DATA FOR REVIEW below:

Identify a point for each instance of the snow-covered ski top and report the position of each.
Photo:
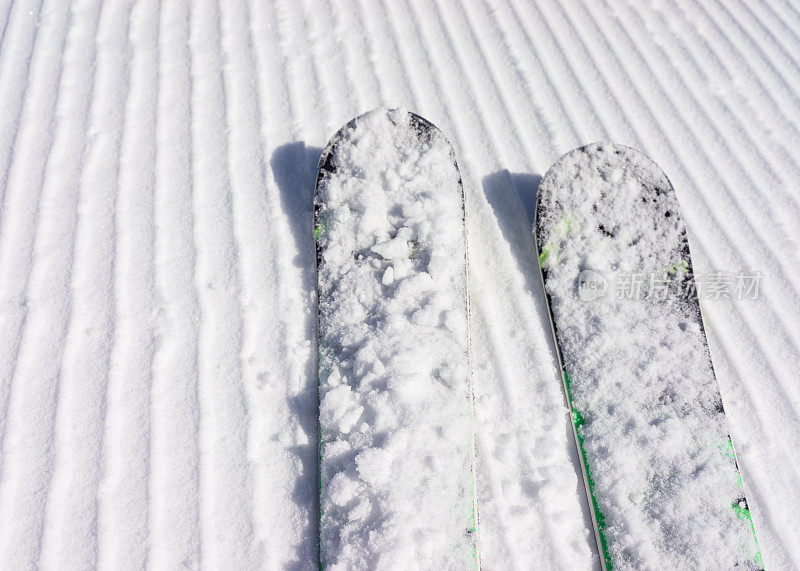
(646, 407)
(396, 453)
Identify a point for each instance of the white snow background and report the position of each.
(158, 390)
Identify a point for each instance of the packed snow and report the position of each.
(395, 413)
(645, 399)
(158, 314)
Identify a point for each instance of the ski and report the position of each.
(396, 452)
(658, 463)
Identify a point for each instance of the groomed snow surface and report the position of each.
(158, 379)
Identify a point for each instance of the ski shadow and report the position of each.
(294, 168)
(512, 197)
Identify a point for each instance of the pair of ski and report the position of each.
(397, 469)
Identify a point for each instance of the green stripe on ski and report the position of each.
(600, 518)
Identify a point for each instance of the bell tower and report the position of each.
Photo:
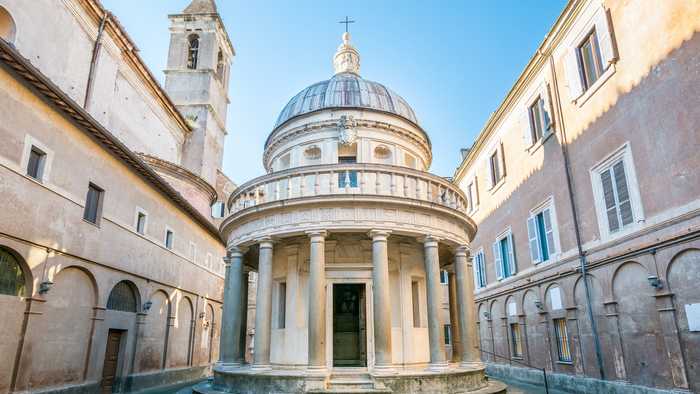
(196, 79)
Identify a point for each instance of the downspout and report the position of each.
(577, 230)
(93, 62)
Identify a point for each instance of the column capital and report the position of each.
(379, 235)
(462, 251)
(317, 235)
(429, 241)
(265, 242)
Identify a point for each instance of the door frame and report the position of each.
(369, 316)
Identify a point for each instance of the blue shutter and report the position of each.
(497, 260)
(533, 240)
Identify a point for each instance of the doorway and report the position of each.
(111, 364)
(349, 325)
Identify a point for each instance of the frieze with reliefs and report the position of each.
(400, 221)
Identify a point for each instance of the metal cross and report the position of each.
(347, 21)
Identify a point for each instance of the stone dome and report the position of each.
(346, 90)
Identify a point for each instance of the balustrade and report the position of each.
(347, 179)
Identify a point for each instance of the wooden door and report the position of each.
(109, 369)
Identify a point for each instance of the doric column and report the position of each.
(229, 346)
(454, 317)
(263, 307)
(244, 316)
(432, 274)
(317, 301)
(381, 300)
(466, 307)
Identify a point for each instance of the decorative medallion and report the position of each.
(347, 135)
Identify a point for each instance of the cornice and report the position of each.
(280, 136)
(181, 173)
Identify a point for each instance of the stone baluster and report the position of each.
(317, 301)
(263, 313)
(438, 360)
(381, 300)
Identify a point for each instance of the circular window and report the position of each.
(312, 153)
(382, 152)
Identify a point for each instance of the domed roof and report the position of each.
(346, 90)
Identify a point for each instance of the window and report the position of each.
(562, 340)
(504, 256)
(122, 298)
(35, 165)
(444, 277)
(192, 51)
(590, 60)
(479, 270)
(12, 280)
(415, 298)
(540, 232)
(618, 208)
(347, 178)
(168, 238)
(141, 222)
(539, 119)
(516, 341)
(282, 305)
(93, 204)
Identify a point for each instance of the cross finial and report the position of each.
(347, 22)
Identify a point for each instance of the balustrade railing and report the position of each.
(347, 179)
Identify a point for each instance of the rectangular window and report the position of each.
(590, 60)
(415, 298)
(347, 178)
(540, 232)
(282, 305)
(35, 165)
(516, 340)
(479, 270)
(168, 239)
(504, 257)
(494, 162)
(444, 275)
(618, 207)
(141, 222)
(563, 349)
(93, 204)
(448, 334)
(538, 119)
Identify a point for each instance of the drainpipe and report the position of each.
(95, 55)
(577, 230)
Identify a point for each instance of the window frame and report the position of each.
(624, 153)
(99, 203)
(564, 354)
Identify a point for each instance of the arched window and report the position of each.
(7, 26)
(123, 298)
(192, 51)
(11, 276)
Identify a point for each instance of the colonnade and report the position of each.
(233, 331)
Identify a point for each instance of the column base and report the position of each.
(438, 367)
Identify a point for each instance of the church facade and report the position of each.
(348, 235)
(592, 160)
(111, 271)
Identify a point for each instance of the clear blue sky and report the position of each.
(453, 62)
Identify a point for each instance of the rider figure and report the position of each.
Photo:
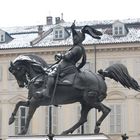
(68, 61)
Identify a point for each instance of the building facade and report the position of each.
(120, 43)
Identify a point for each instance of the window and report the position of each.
(53, 124)
(2, 39)
(0, 73)
(20, 119)
(58, 33)
(118, 30)
(10, 76)
(86, 127)
(115, 119)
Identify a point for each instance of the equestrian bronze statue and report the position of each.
(70, 84)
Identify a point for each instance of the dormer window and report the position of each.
(119, 29)
(58, 33)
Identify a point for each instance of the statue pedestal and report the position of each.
(62, 137)
(82, 137)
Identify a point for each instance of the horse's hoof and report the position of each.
(23, 132)
(11, 120)
(97, 130)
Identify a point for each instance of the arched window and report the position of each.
(51, 123)
(20, 119)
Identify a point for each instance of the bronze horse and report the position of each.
(29, 69)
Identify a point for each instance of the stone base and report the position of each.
(62, 137)
(82, 137)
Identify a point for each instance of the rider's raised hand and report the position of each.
(58, 57)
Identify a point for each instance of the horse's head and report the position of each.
(19, 71)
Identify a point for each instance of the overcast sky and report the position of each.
(34, 12)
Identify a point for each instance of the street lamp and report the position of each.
(95, 69)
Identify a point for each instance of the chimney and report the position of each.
(62, 20)
(49, 20)
(57, 20)
(40, 29)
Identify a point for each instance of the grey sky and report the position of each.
(34, 12)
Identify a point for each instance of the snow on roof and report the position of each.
(24, 35)
(19, 41)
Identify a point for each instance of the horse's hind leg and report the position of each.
(20, 103)
(84, 112)
(105, 110)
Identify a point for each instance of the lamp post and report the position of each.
(95, 69)
(50, 120)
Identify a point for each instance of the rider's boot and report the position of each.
(46, 92)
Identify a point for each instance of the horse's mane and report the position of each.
(32, 59)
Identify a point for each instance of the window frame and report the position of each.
(54, 111)
(58, 33)
(114, 115)
(19, 118)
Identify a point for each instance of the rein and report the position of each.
(32, 80)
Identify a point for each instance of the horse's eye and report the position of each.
(18, 68)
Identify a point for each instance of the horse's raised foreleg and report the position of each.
(32, 108)
(105, 110)
(20, 103)
(84, 112)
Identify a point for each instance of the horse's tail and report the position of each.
(119, 73)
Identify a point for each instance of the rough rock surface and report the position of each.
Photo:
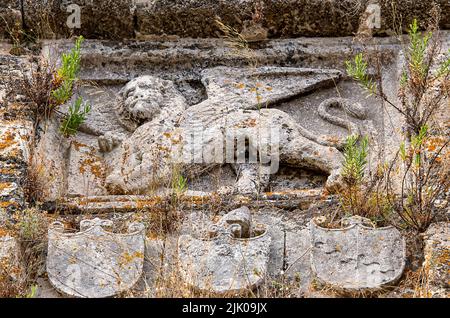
(357, 256)
(117, 19)
(224, 263)
(147, 158)
(94, 262)
(14, 158)
(10, 266)
(436, 267)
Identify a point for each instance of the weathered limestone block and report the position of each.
(255, 19)
(86, 170)
(162, 135)
(436, 266)
(49, 159)
(10, 18)
(10, 267)
(357, 256)
(14, 158)
(95, 262)
(224, 263)
(14, 140)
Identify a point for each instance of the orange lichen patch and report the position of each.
(126, 258)
(3, 232)
(141, 204)
(334, 139)
(78, 145)
(7, 140)
(5, 186)
(6, 171)
(196, 199)
(251, 122)
(7, 204)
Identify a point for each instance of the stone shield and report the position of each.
(357, 256)
(224, 264)
(94, 263)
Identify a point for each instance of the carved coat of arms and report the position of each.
(94, 262)
(232, 261)
(357, 256)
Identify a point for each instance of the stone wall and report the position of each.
(118, 19)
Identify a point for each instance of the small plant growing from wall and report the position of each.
(424, 88)
(75, 117)
(361, 193)
(66, 76)
(48, 88)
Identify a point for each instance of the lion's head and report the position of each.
(145, 98)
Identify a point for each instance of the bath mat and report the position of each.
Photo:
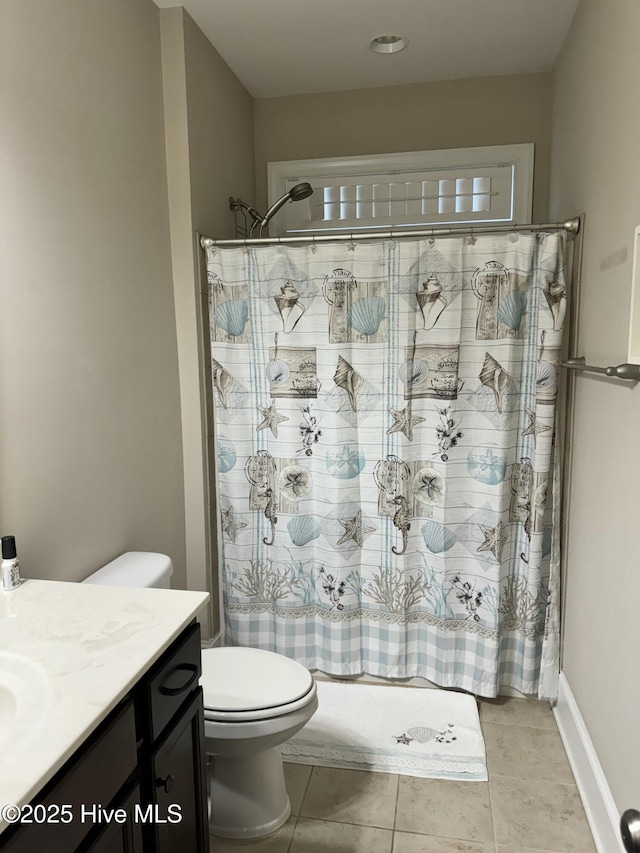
(412, 731)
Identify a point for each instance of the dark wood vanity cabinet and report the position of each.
(137, 785)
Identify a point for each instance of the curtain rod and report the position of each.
(571, 226)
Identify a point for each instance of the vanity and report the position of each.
(101, 720)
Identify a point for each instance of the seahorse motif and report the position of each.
(270, 513)
(401, 521)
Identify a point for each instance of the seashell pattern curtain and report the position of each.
(387, 484)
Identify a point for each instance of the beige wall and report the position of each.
(596, 170)
(416, 117)
(209, 134)
(90, 459)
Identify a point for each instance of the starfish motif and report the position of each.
(534, 427)
(404, 421)
(229, 524)
(271, 418)
(353, 529)
(493, 540)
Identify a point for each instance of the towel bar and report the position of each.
(628, 372)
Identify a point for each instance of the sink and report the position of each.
(25, 696)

End of DATA FOR REVIEW.

ACTION ITEM = Set down all of the entries exactly as they appear, but keep the images out.

RESULT OF THIS TASK =
Identify a point for each instance of the snow-covered ski top and report the position of each.
Photo:
(646, 407)
(396, 453)
Identify a point for each instance of the white snow background and report the position of each.
(158, 390)
Identify a point for each instance of the packed snow and report the position of each.
(395, 413)
(645, 399)
(158, 314)
Identify a point for each instance of the ski and report the position of each.
(396, 452)
(658, 463)
Identify a point for each instance of the groomed snow surface and report the position of each.
(158, 379)
Identify a point for each instance of the ski shadow and report the position of each.
(294, 168)
(512, 197)
Identify a point for each instance of the pair of ski and report the position of each.
(397, 469)
Identify a point for each instance of the green stripe on ski and report the position of each.
(600, 518)
Identify a point for each instance of the bell tower and report the position of each.
Photo:
(196, 79)
Identify a point for each instance of the downspout and report the position of each.
(577, 230)
(93, 62)
Identify a point for each instance of the column capital and report the position of each.
(379, 235)
(462, 251)
(317, 235)
(429, 241)
(265, 242)
Identify a point for each instance of the door frame and report the position of each.
(369, 316)
Identify a point for each instance of the blue shutter and report the position of each.
(497, 260)
(533, 240)
Identify a point for each instance of the doorway and report the position of each.
(111, 364)
(349, 325)
Identify a point for each instance of the frieze with reliefs and report the position of each.
(400, 221)
Identify a point for each instance of the metal cross and report the position of each.
(347, 21)
Identify a point for each instance of the stone dome and report the position of each.
(346, 90)
Identify a point for each instance of the balustrade and report the position of each.
(347, 179)
Identify a point for each instance of the wooden door and report the position of each.
(109, 369)
Identify a point for each instance of the doric column and report the position of each.
(229, 346)
(454, 317)
(263, 307)
(244, 316)
(432, 274)
(317, 301)
(381, 300)
(466, 307)
Identify a point for each instance of the decorative medallion and report the position of each.
(347, 135)
Identify a point for each instance of the cornice and report the position of each.
(280, 136)
(181, 173)
Identify a point for each instance of the stone baluster and report the position of each.
(317, 301)
(263, 313)
(438, 360)
(381, 300)
Identify a point for each instance of the circular window and report the position of each.
(312, 153)
(382, 152)
Identify a point for each instance of the domed roof and report the position of each.
(346, 90)
Identify a point for each instance of the window and report the position of each.
(562, 340)
(504, 256)
(122, 298)
(35, 165)
(444, 277)
(192, 51)
(590, 60)
(479, 270)
(12, 280)
(415, 298)
(540, 232)
(618, 208)
(347, 178)
(168, 238)
(141, 222)
(539, 119)
(516, 341)
(282, 305)
(93, 204)
Identify a point for each instance of the cross finial and report the position of each.
(347, 22)
Identify a point for each instance of the balustrade railing and report the position of each.
(347, 179)
Identify a point for each instance of the rectangular window and report the position of each.
(590, 60)
(415, 298)
(347, 178)
(540, 232)
(282, 305)
(35, 165)
(516, 340)
(479, 270)
(168, 239)
(504, 257)
(494, 162)
(444, 275)
(618, 207)
(141, 222)
(563, 349)
(93, 204)
(448, 334)
(538, 119)
Identify a point for each instance of the drainpipe and report the position of each.
(95, 55)
(577, 230)
Identify a point for each instance of the window frame and report the position of each.
(624, 153)
(99, 203)
(564, 354)
Identify a point for each instance of the arched window and report the position of each.
(7, 26)
(123, 298)
(192, 51)
(11, 276)
Identify a point for each instance of the colonnade and report the position of each.
(233, 331)
Identify a point for each instance of the column base and report the position of each.
(438, 367)
Identify a point for each instance of the church facade and report the position of each.
(348, 235)
(592, 160)
(111, 271)
Identify a point for each instance of the clear blue sky and report the position of each.
(453, 62)
Identify a point for each instance of the rider figure and report the position of each.
Photo:
(68, 61)
Identify a point for each instance of the building facade and report the position of each.
(120, 43)
Identify a point for each instance of the window and report the position of each.
(53, 124)
(2, 39)
(0, 73)
(20, 119)
(58, 33)
(118, 30)
(10, 76)
(86, 127)
(115, 119)
Identify a point for each instance of the equestrian bronze statue and report the position of each.
(70, 84)
Identify a point for each instance of the dormer window and report the position of each.
(119, 29)
(58, 33)
Identify a point for each instance of the statue pedestal and report the position of each.
(62, 137)
(82, 137)
Identify a point for each instance of the horse's hoof and report the position of each.
(23, 132)
(11, 120)
(97, 130)
Identify a point for each instance of the arched window and report the position of each.
(51, 123)
(20, 119)
Identify a point for each instance of the bronze horse and report the position of each.
(29, 69)
Identify a point for each instance of the stone base and report the position of each.
(62, 137)
(82, 137)
Identify a point for each instance of the rider's raised hand and report the position of each.
(58, 57)
Identify a point for each instance of the horse's head and report the position of each.
(19, 71)
Identify a point for each instance of the overcast sky and report the position of each.
(34, 12)
Identify a point for each instance of the street lamp and report the position of each.
(95, 69)
Identify a point for each instance of the chimney and report the position of each.
(62, 20)
(49, 20)
(57, 20)
(40, 29)
Identify a point for each instance of the grey sky and report the position of each.
(34, 12)
Identify a point for each instance of the snow on roof and report the position of each.
(24, 35)
(19, 41)
Identify a point for each instance of the horse's hind leg and report the position of each.
(20, 103)
(84, 112)
(105, 110)
Identify a point for each instance of the lamp post and report the position of each.
(95, 69)
(50, 120)
Identify a point for each instance of the rider's boot and report the position of each.
(46, 92)
Identify a point for each instance of the horse's mane and report the position of each.
(32, 59)
Identify a point for each instance of the window frame and report the position of each.
(54, 111)
(58, 33)
(114, 115)
(19, 118)
Identify a point for each instance of the rein and report the position of each.
(32, 80)
Identify a point for each instance of the horse's eye and report the position of each.
(18, 68)
Identify a point for each instance of the horse's raised foreleg and report the position of each.
(32, 108)
(105, 110)
(20, 103)
(84, 112)
Identify a point for each instance of the horse's tail and report the position of each.
(119, 73)
Identify a point for each instance of the rough rock surface and report the position of each.
Photo:
(357, 256)
(117, 19)
(224, 263)
(147, 158)
(94, 262)
(14, 158)
(10, 266)
(436, 267)
Identify a point for each instance of the weathered limestone block and report the position of each.
(255, 19)
(86, 170)
(162, 135)
(436, 266)
(49, 159)
(10, 18)
(10, 267)
(357, 256)
(14, 158)
(95, 262)
(224, 263)
(14, 140)
Identify a point for each instance of the orange lichen patch and report the position of each.
(126, 258)
(3, 232)
(141, 204)
(334, 139)
(78, 145)
(7, 140)
(5, 186)
(6, 171)
(196, 199)
(251, 122)
(7, 204)
Identify a point for each instance of the stone shield and report the position of each.
(357, 256)
(224, 264)
(94, 263)
Identify a point for each instance of the carved coat of arms and report the position of each.
(94, 262)
(232, 261)
(357, 256)
Identify a point for each instance of the stone wall and report the position of each.
(118, 19)
Identify a point for each instance of the small plant growing from wall and report the position of each.
(424, 88)
(75, 117)
(361, 193)
(66, 76)
(48, 88)
Identify a point for each instance of the lion's head and report the position of each.
(145, 98)
Identify a point for each instance of the bath mat and report the position of each.
Photo:
(412, 731)
Identify a point for each instance of the dark wood vanity cabinet and report the position of each.
(137, 785)
Identify a point for each instance of the curtain rod and report the position of each.
(571, 226)
Identify a point for each instance of the vanity and report the position of each.
(101, 720)
Identify a point for each instance of the seahorse motif and report the position of each.
(270, 513)
(401, 521)
Identify a point for each instance of the seashell pattern curtain and report the position of each.
(387, 484)
Identify a point for each instance of the beige wall and report the position of each.
(596, 170)
(416, 117)
(209, 134)
(90, 459)
Identify a point for each instance of the starfish motif and report the position of each.
(534, 427)
(404, 421)
(229, 524)
(271, 418)
(353, 529)
(493, 540)
Identify a point for each instance of the towel bar and report the position of each.
(628, 372)
Identify a point for each instance of the sink and report the position of each.
(25, 696)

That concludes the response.